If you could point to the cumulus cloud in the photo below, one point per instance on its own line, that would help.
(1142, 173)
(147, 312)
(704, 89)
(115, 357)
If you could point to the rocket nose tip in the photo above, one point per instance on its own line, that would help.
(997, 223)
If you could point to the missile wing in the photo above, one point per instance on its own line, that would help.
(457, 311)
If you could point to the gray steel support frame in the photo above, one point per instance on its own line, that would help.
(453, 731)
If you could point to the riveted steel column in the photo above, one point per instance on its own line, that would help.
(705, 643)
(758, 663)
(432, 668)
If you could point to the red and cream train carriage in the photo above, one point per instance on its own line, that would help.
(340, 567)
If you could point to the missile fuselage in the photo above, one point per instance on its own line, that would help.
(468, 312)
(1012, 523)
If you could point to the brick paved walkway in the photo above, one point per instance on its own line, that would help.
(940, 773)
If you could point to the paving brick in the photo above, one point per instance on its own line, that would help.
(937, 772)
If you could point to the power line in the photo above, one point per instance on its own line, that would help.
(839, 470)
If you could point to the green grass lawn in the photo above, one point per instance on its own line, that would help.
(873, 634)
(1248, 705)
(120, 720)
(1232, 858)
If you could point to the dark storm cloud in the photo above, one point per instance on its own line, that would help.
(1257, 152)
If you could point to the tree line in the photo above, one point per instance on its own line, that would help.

_Exercise aim_:
Your answer must be the records themselves, output again exactly.

_Result below_:
If you could point to the cumulus cloud in the photo below, one point per instance on its own line, that would help.
(1142, 173)
(147, 312)
(704, 89)
(115, 357)
If you could point to the rocket nose tip in the photo above, one point per instance on its own line, that would help.
(997, 223)
If you could point to the missile wing in the photo above, one point per instance on its own line, that would help.
(457, 311)
If you could point to the gray steel support frame in the photo above, one point per instance on its own line, that would help.
(453, 731)
If you could point to the riveted steel column in the photo above, one point per instance on its own line, that would help.
(705, 643)
(758, 663)
(432, 668)
If you could point to the red and cream train carriage in the photo above, one point per instance on its own line, that would help.
(340, 567)
If you could point to the missile fuselage in the photo above, one point per instance on its own line, that would help.
(468, 312)
(1012, 523)
If you could point to the brick paved walkway in the photo above, one point per instance on its own line, that would help.
(940, 773)
If you could point to the paving brick in the photo above, one point per instance on its own line, that would help.
(937, 772)
If you could point to the power line in the photo above, one point per instance on its own line, that would help.
(839, 470)
If you could point to the green grass lawn in the photo above, one point per instance on its own line, that would help.
(873, 634)
(1248, 705)
(120, 720)
(1232, 858)
If you could point to the dark storm cloud in the photo above, one point per instance on its own line, that would help.
(1257, 152)
If you could point to the tree line in the photo above, one point per instance on its own line, that would help.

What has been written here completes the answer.